> [What you should do] Find every line in the entries below that contains the word "trunk" and copy each one out in full. Matches must have the same uppercase and lowercase letters.

> [Listed entries]

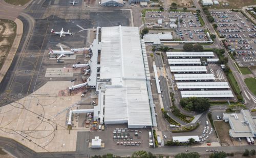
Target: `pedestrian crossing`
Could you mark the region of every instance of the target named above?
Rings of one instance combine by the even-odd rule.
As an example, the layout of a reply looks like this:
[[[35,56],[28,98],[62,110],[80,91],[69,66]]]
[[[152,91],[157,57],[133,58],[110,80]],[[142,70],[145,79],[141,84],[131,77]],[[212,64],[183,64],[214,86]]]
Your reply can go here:
[[[243,67],[244,66],[244,65],[243,65],[243,64],[241,63],[238,63],[238,65],[239,67]]]
[[[248,94],[249,94],[249,95],[251,97],[251,99],[252,99],[252,101],[254,103],[256,103],[256,97],[254,97],[251,94],[250,94],[249,92],[247,91]]]
[[[244,62],[251,62],[251,61],[256,61],[256,59],[244,59]]]
[[[69,107],[67,107],[66,108],[65,108],[63,110],[62,110],[62,111],[58,112],[56,115],[55,115],[55,117],[56,117],[58,115],[60,115],[60,114],[63,114],[63,112],[65,112],[65,111],[69,110],[71,109],[72,109],[72,108],[75,107],[75,106],[77,106],[79,104],[81,103],[81,102],[84,102],[84,101],[86,101],[86,100],[88,99],[89,98],[91,98],[92,97],[92,96],[93,96],[93,95],[94,95],[94,94],[91,94],[91,95],[90,96],[88,96],[88,97],[87,97],[86,98],[83,98],[82,99],[81,99],[79,101],[75,103],[75,104],[73,104],[72,105],[71,105],[71,106],[70,106]]]
[[[217,66],[218,64],[217,63],[210,63],[208,64],[208,66]]]
[[[226,78],[225,78],[225,75],[221,71],[221,70],[217,70],[216,71],[216,74],[217,75],[217,77],[219,79],[223,79],[226,81]]]

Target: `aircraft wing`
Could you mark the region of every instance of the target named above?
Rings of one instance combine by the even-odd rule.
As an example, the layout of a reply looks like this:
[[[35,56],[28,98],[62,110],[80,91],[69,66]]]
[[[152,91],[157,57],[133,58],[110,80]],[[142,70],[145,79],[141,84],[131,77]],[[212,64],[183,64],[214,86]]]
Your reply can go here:
[[[61,47],[61,46],[59,46],[59,47],[60,48],[60,50],[61,50],[61,52],[64,52],[64,50],[63,49],[63,48]]]
[[[65,55],[65,54],[62,53],[62,54],[60,54],[60,55],[58,57],[58,58],[57,58],[57,59],[59,59],[59,58],[60,58],[62,56],[63,56],[64,55]]]

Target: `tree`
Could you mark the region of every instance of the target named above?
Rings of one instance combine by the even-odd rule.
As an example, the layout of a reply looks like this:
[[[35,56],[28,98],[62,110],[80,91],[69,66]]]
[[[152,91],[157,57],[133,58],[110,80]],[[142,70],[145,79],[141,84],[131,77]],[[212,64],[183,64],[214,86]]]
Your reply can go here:
[[[228,65],[226,65],[224,69],[224,72],[227,73],[229,72],[230,71],[230,68],[229,67],[229,66],[228,66]]]
[[[219,50],[219,53],[221,53],[221,54],[224,54],[225,53],[225,50],[223,49],[221,49]]]
[[[195,52],[202,52],[204,50],[204,48],[202,45],[196,44],[193,46],[193,50]]]
[[[181,152],[176,155],[175,158],[199,158],[200,156],[198,152]]]
[[[245,151],[244,152],[244,153],[243,153],[243,156],[249,156],[249,153],[250,152],[249,151],[249,150],[248,150],[248,149],[245,149]]]
[[[134,152],[132,155],[132,158],[147,158],[148,154],[145,151],[138,151]]]
[[[192,52],[194,51],[193,44],[184,44],[183,46],[183,50],[186,52]]]
[[[214,27],[214,28],[216,29],[217,28],[218,28],[218,25],[217,25],[216,24],[212,24],[212,27]]]
[[[225,158],[227,157],[226,152],[221,151],[220,152],[212,153],[210,154],[210,158]]]
[[[214,40],[215,38],[216,38],[216,35],[211,34],[210,35],[210,38],[211,38],[211,39],[212,39],[212,40]]]
[[[142,35],[143,36],[145,34],[146,34],[147,33],[148,33],[150,31],[148,30],[148,29],[147,28],[144,28],[143,30],[142,30]]]
[[[173,112],[173,114],[175,116],[179,115],[180,114],[180,110],[175,106],[173,106],[173,110],[172,111],[172,112]]]
[[[173,7],[177,7],[177,4],[176,4],[175,3],[172,3],[171,4],[170,4],[170,6]]]
[[[250,155],[253,156],[255,155],[255,154],[256,154],[256,151],[255,151],[254,149],[252,149],[251,151],[250,151]]]
[[[194,138],[191,138],[188,139],[188,143],[189,143],[190,145],[193,144],[195,142],[195,140]]]

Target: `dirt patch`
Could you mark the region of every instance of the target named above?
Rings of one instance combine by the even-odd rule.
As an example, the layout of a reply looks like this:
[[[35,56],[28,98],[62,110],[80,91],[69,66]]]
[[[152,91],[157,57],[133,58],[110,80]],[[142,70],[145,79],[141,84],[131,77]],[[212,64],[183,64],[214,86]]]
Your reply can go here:
[[[14,40],[16,29],[16,24],[14,21],[0,19],[0,69]]]
[[[230,126],[228,123],[224,121],[214,121],[214,123],[221,146],[233,146],[233,142],[229,136],[229,131]]]
[[[177,4],[178,7],[191,8],[194,6],[192,0],[168,0],[167,3],[170,6],[172,3],[175,3]]]
[[[255,0],[221,0],[219,1],[220,6],[213,7],[219,9],[240,9],[243,6],[255,5]],[[228,6],[223,7],[223,4],[228,3]]]

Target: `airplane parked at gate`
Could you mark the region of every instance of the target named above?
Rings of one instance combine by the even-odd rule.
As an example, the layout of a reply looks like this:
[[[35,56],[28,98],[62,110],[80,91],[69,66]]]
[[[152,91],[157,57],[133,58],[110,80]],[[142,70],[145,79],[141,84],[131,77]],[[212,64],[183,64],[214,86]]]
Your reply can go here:
[[[62,47],[61,46],[59,46],[59,47],[60,48],[60,51],[53,51],[50,48],[49,48],[49,50],[50,51],[50,53],[49,54],[59,54],[59,56],[57,58],[57,59],[59,59],[62,56],[66,56],[66,54],[74,54],[75,53],[72,51],[64,51]]]
[[[68,30],[68,32],[65,32],[63,30],[63,28],[61,29],[60,32],[55,32],[53,29],[52,29],[51,32],[56,35],[59,35],[60,37],[65,37],[66,35],[72,36],[73,34],[70,32],[69,30]]]
[[[73,2],[69,2],[70,3],[72,3],[73,6],[75,5],[76,3],[79,3],[79,2],[75,2],[75,0],[73,1]]]

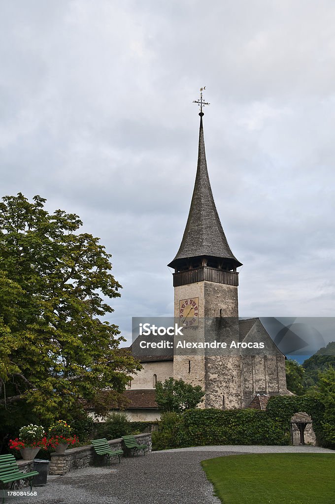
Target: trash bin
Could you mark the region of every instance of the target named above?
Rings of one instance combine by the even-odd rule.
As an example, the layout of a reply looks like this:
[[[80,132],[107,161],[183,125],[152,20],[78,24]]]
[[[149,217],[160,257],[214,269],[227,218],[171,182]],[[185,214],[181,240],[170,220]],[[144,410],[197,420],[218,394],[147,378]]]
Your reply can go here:
[[[46,484],[49,462],[49,460],[34,459],[34,471],[37,471],[39,473],[38,476],[34,476],[33,478],[32,483],[34,486],[44,486]]]

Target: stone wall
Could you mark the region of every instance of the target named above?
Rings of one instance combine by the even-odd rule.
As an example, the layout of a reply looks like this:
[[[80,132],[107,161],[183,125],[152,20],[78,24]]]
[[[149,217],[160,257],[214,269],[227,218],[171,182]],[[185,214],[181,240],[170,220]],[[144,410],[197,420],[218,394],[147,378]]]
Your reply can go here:
[[[139,445],[148,445],[148,451],[151,451],[151,434],[139,434],[134,436]],[[112,450],[125,449],[121,438],[108,442]],[[116,457],[115,460],[118,461]],[[49,473],[50,474],[66,474],[70,471],[87,467],[94,464],[103,464],[104,457],[97,455],[92,445],[82,446],[79,448],[67,450],[64,453],[51,453]]]

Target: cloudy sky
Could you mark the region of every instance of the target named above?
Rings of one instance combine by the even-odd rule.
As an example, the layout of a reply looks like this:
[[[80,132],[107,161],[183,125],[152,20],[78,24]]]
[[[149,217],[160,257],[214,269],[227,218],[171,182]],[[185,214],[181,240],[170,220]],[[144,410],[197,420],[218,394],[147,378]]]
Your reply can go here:
[[[78,214],[123,285],[111,321],[171,315],[196,169],[240,314],[334,314],[332,0],[0,0],[1,196]]]

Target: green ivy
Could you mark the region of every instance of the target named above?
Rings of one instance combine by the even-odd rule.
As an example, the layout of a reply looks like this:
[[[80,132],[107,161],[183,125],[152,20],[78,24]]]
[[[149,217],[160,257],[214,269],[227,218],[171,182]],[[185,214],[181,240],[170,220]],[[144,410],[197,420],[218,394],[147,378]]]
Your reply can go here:
[[[153,445],[154,449],[164,450],[215,445],[289,445],[290,420],[299,411],[311,417],[319,444],[327,446],[322,430],[324,407],[306,396],[271,398],[266,411],[193,409],[181,415],[165,413],[158,432],[153,433]]]

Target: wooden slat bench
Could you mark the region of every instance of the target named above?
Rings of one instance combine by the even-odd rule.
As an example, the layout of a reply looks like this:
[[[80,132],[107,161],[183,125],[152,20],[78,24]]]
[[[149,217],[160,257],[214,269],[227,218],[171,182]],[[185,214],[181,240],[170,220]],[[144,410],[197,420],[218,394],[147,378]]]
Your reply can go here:
[[[120,463],[121,456],[123,455],[123,450],[112,450],[105,437],[101,439],[91,439],[91,443],[97,455],[103,455],[106,457],[106,465],[108,463],[110,463],[110,459],[112,457],[118,457],[119,463]]]
[[[148,449],[147,445],[139,445],[134,436],[122,436],[122,439],[127,449],[133,452],[133,455],[137,455],[141,450],[143,450],[143,455],[145,455],[145,451]]]
[[[32,490],[32,480],[34,476],[38,476],[39,474],[39,473],[37,471],[32,471],[29,473],[23,473],[20,471],[14,455],[10,454],[0,455],[0,482],[2,483],[4,490],[8,483],[11,483],[11,488],[15,482],[20,479],[27,479],[30,485],[30,490]],[[3,503],[4,502],[5,492]]]

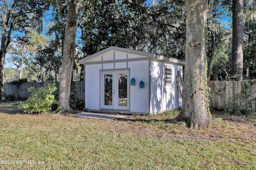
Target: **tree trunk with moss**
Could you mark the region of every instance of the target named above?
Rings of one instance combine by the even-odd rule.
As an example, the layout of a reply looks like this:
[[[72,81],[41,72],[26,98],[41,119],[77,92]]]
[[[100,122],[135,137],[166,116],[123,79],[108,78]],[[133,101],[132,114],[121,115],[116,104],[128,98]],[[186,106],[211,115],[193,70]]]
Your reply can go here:
[[[208,113],[205,50],[208,0],[185,1],[186,32],[182,107],[175,118],[195,129],[207,127]]]
[[[78,13],[82,0],[70,0],[69,2],[65,39],[63,47],[63,57],[60,72],[59,92],[59,106],[55,111],[59,113],[74,112],[69,106],[70,83],[73,64],[76,53],[76,36],[77,27]]]

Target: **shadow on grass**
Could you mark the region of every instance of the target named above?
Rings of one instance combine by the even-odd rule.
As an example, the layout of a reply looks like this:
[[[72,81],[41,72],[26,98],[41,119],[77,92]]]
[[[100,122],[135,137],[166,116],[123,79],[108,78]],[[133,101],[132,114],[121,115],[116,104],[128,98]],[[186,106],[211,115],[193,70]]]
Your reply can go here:
[[[10,115],[21,113],[18,108],[19,102],[0,101],[0,113]]]

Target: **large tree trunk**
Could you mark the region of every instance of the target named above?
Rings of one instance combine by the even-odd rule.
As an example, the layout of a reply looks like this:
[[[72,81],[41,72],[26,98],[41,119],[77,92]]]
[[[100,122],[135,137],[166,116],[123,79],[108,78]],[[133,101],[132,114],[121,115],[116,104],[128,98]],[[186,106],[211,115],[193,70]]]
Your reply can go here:
[[[205,50],[205,22],[208,0],[186,0],[186,32],[183,103],[175,118],[189,127],[206,127],[210,122],[207,106]]]
[[[233,0],[232,68],[231,75],[242,79],[243,73],[243,0]]]
[[[60,71],[59,93],[59,106],[56,112],[60,113],[73,112],[68,104],[70,93],[70,83],[73,63],[76,50],[76,36],[77,27],[77,14],[82,0],[70,0],[68,3],[63,57]]]
[[[0,49],[0,100],[4,98],[4,58],[6,51],[6,37],[7,31],[7,2],[4,0],[4,10],[3,16],[3,27],[2,28],[2,39],[1,41],[1,49]]]

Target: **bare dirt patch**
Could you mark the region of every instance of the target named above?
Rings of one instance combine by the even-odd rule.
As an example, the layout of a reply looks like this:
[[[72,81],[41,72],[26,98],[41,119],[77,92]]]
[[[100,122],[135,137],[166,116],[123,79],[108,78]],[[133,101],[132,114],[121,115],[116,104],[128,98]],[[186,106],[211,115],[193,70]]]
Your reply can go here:
[[[20,113],[18,102],[0,103],[0,113],[14,114]],[[106,120],[66,116],[50,116],[47,114],[31,115],[38,117],[44,121],[84,122],[97,124],[108,129],[110,133],[130,133],[142,137],[151,137],[156,139],[178,140],[182,141],[203,141],[228,140],[238,143],[248,139],[256,142],[256,123],[242,118],[234,118],[219,111],[212,113],[213,117],[208,128],[198,130],[188,128],[184,122],[177,122],[173,119],[178,114],[141,116],[127,115],[124,118],[116,120]]]
[[[20,113],[18,108],[19,102],[0,101],[0,113],[14,114]]]

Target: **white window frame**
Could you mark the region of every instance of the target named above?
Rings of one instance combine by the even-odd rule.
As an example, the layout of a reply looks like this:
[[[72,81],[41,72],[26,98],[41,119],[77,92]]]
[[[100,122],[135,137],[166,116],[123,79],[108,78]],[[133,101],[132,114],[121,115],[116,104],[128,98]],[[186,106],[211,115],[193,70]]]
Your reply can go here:
[[[173,84],[173,67],[172,66],[172,65],[165,65],[165,66],[164,67],[164,84],[165,86],[171,86]],[[166,68],[167,69],[171,69],[171,75],[166,75]],[[167,79],[166,77],[168,77],[168,78],[168,78]],[[171,83],[168,83],[167,82],[167,81],[168,80],[171,80]]]

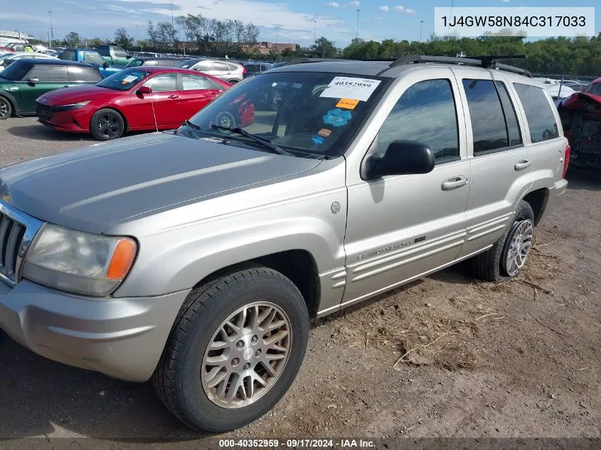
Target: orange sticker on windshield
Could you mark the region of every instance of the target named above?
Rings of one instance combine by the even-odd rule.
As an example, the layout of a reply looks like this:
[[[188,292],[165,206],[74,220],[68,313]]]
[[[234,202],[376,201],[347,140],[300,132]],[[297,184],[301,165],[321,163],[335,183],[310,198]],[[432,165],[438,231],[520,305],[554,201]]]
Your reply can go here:
[[[340,101],[336,104],[337,108],[346,108],[347,109],[354,109],[355,107],[359,104],[358,100],[353,100],[349,98],[341,98]]]

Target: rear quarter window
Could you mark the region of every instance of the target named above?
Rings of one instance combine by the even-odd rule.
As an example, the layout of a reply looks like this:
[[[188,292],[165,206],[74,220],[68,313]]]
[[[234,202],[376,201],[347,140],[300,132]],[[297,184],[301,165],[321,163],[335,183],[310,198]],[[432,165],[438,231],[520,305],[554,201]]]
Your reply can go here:
[[[559,137],[559,129],[551,104],[542,87],[514,83],[522,104],[532,142],[542,142]]]

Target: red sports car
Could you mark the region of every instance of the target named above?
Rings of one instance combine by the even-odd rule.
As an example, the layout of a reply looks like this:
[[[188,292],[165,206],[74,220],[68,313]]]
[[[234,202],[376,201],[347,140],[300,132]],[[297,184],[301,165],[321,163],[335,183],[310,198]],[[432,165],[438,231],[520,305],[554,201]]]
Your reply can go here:
[[[117,72],[94,85],[58,89],[38,98],[39,121],[51,128],[90,133],[101,141],[127,132],[178,128],[231,87],[209,75],[176,68],[140,67]],[[244,126],[252,103],[232,105]]]

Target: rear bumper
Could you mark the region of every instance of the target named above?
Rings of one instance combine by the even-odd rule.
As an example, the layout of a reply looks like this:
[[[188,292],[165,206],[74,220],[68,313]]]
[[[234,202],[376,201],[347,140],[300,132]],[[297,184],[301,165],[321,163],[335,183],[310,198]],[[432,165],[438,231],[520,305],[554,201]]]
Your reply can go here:
[[[98,299],[27,280],[12,289],[0,282],[0,328],[48,359],[144,382],[156,366],[188,292]]]
[[[561,196],[565,193],[568,189],[568,181],[562,178],[559,181],[556,181],[552,188],[549,189],[547,201],[545,203],[543,211],[541,213],[541,217],[538,219],[538,223],[544,220],[551,214],[551,211],[555,209],[560,201]]]

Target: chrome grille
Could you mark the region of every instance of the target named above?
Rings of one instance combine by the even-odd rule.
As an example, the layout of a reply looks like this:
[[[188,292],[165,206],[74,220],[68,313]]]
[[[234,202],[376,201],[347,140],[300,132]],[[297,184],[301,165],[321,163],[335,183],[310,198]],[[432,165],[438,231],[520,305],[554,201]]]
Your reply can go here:
[[[0,219],[0,274],[11,281],[16,279],[16,259],[18,247],[25,235],[25,227],[9,216],[1,215]]]
[[[50,122],[52,119],[53,110],[51,107],[36,102],[36,111],[38,113],[38,117],[41,120]]]

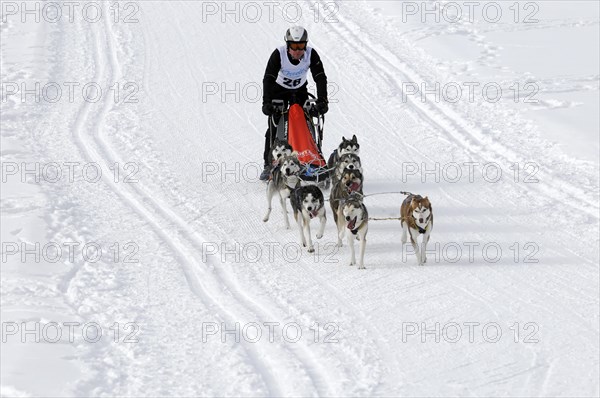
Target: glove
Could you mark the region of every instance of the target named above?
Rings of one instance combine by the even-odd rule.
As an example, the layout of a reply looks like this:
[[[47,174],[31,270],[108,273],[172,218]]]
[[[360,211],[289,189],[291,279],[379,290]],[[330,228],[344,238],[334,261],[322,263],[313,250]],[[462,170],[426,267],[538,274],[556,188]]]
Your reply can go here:
[[[271,116],[273,113],[275,113],[275,107],[271,104],[264,104],[263,105],[263,113],[266,116]]]
[[[317,111],[319,111],[321,115],[326,114],[329,110],[329,105],[327,105],[327,102],[327,98],[319,98],[315,104],[315,108],[317,108]]]

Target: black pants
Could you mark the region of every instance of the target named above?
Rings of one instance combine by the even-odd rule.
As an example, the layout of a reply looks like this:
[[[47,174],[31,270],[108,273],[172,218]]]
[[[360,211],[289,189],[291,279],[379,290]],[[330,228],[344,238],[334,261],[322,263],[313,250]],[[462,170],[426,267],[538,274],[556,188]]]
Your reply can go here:
[[[265,152],[263,153],[263,159],[265,161],[265,166],[271,165],[271,147],[273,146],[273,142],[275,142],[275,138],[277,137],[277,123],[279,123],[279,119],[281,115],[275,116],[273,119],[275,121],[275,125],[271,126],[271,117],[269,117],[267,123],[267,132],[265,133]]]

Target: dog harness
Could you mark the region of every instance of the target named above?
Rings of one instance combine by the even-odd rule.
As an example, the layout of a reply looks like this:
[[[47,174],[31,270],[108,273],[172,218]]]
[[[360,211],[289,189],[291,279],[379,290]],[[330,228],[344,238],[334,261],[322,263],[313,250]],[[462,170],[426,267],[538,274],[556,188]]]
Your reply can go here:
[[[278,50],[281,58],[281,69],[277,74],[277,80],[275,80],[277,84],[293,90],[306,83],[306,76],[310,69],[310,55],[312,48],[306,46],[306,51],[302,58],[300,58],[300,63],[298,63],[298,65],[294,65],[290,62],[287,56],[287,46],[281,46]]]
[[[364,212],[366,211],[365,206],[363,205],[360,208],[361,208],[361,210],[363,210],[363,215],[364,215]],[[346,223],[346,228],[350,229],[350,232],[352,232],[352,235],[356,235],[358,233],[358,230],[360,229],[360,226],[362,225],[363,221],[365,221],[365,219],[361,218],[360,220],[357,220],[357,221],[359,221],[358,226],[356,224],[354,224],[354,229],[350,229],[349,223]]]

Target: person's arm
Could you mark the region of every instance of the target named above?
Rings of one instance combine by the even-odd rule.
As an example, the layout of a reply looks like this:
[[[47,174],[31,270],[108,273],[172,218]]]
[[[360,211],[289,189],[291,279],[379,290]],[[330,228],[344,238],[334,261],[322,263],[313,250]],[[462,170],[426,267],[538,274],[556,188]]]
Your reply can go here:
[[[277,75],[281,69],[281,59],[279,58],[279,50],[275,49],[269,58],[267,63],[267,69],[265,70],[265,76],[263,77],[263,105],[271,104],[273,100],[273,91],[275,88],[275,81]]]

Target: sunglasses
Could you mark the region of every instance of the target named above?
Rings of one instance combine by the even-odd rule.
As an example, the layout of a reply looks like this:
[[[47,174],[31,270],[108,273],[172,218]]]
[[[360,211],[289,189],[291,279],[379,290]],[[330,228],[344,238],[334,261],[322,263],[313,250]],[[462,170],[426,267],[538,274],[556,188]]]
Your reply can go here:
[[[304,51],[306,50],[306,43],[289,43],[290,50],[293,51]]]

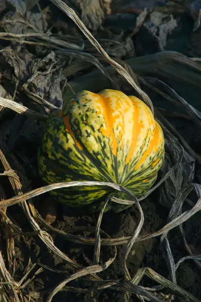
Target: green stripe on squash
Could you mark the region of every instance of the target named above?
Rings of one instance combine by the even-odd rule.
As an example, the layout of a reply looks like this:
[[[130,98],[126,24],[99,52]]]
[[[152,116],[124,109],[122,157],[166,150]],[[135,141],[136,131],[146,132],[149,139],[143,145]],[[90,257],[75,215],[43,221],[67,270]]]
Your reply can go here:
[[[136,97],[106,89],[99,94],[82,91],[49,116],[38,162],[48,184],[111,182],[140,197],[155,182],[164,157],[163,131],[149,107]],[[80,206],[111,192],[93,186],[51,194],[69,206]]]

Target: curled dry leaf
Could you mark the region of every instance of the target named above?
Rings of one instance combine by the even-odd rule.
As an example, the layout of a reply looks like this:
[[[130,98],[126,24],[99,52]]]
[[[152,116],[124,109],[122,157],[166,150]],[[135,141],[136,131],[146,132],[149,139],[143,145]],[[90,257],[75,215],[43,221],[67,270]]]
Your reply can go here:
[[[75,10],[87,28],[93,31],[105,19],[104,7],[108,10],[108,4],[103,5],[99,0],[65,0],[64,2]]]
[[[181,188],[192,181],[194,174],[195,159],[187,153],[173,135],[167,135],[165,140],[165,158],[160,174],[163,177],[178,162],[183,153],[178,167],[159,187],[160,201],[167,208],[172,206]]]

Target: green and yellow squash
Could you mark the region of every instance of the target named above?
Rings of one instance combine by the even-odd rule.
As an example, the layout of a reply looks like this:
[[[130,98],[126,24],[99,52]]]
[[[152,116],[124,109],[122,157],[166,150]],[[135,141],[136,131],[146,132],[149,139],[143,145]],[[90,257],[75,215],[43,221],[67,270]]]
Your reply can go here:
[[[98,94],[81,91],[50,115],[38,162],[47,184],[110,182],[140,197],[155,182],[164,157],[163,131],[147,105],[106,89]],[[111,192],[108,187],[85,186],[51,193],[69,206],[80,206],[102,201]]]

> [Response for this exercise]
Target: **tree trunk with moss**
Target: **large tree trunk**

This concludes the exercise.